GIVEN PASSAGE —
>> start

Re: [PATCH v3 11/14] RISC-V: KVM: Implement trap & emulate for hpmcounters

From: Atish Patra
Date: Wed Feb 01 2023 - 03:59:14 EST


On Tue, Jan 31, 2023 at 2:46 PM Atish Patra <atishp@xxxxxxxxxxxxxx> wrote:
>
> On Sun, Jan 29, 2023 at 4:44 AM Anup Patel <anup@xxxxxxxxxxxxxx> wrote:
> >
> > On Fri, Jan 27, 2023 at 11:56 PM Atish Patra <atishp@xxxxxxxxxxxx> wrote:
> > >
> > > As the KVM guests only see the virtual PMU counters, all hpmcounter
> > > access should trap and KVM emulates the read access on behalf of guests.
> > >
> > > Reviewed-by: Andrew Jones <ajones@xxxxxxxxxxxxxxxx>
> > > Signed-off-by: Atish Patra <atishp@xxxxxxxxxxxx>
> > > ---
> > > arch/riscv/include/asm/kvm_vcpu_pmu.h | 16 ++++++++++
> > > arch/riscv/kvm/vcpu_insn.c | 4 ++-
> > > arch/riscv/kvm/vcpu_pmu.c | 45 ++++++++++++++++++++++++++-
> > > 3 files changed, 63 insertions(+), 2 deletions(-)
> > >
> > > diff --git a/arch/riscv/include/asm/kvm_vcpu_pmu.h b/arch/riscv/include/asm/kvm_vcpu_pmu.h
> > > index 3f43a43..022d45d 100644
> > > --- a/arch/riscv/include/asm/kvm_vcpu_pmu.h
> > > +++ b/arch/riscv/include/asm/kvm_vcpu_pmu.h
> > > @@ -43,6 +43,19 @@ struct kvm_pmu {
> > > #define vcpu_to_pmu(vcpu) (&(vcpu)->arch.pmu)
> > > #define pmu_to_vcpu(pmu) (container_of((pmu), struct kvm_vcpu, arch.pmu))
> > >
> > > +#if defined(CONFIG_32BIT)

>> end

INFORMATION PROVIDED —

>> start

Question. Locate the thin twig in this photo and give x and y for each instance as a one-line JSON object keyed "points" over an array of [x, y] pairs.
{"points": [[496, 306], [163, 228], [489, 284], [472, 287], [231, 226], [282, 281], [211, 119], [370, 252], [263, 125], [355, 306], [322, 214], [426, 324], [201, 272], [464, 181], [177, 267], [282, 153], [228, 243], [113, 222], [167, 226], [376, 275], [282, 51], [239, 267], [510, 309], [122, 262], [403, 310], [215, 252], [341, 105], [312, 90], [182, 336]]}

>> end

STATED GOAL — Please reproduce the patch thread starting at the words "From: Atish Patra" and ending after "behalf of guests.", renaming "guests" to "virtual machines" throughout. Rely only on the patch thread for the task, not on the material.

SOLVED PROBLEM —
From: Atish Patra
Date: Wed Feb 01 2023 - 03:59:14 EST


On Tue, Jan 31, 2023 at 2:46 PM Atish Patra <atishp@xxxxxxxxxxxxxx> wrote:
>
> On Sun, Jan 29, 2023 at 4:44 AM Anup Patel <anup@xxxxxxxxxxxxxx> wrote:
> >
> > On Fri, Jan 27, 2023 at 11:56 PM Atish Patra <atishp@xxxxxxxxxxxx> wrote:
> > >
> > > As the KVM virtual machines only see the virtual PMU counters, all hpmcounter
> > > access should trap and KVM emulates the read access on behalf of virtual machines.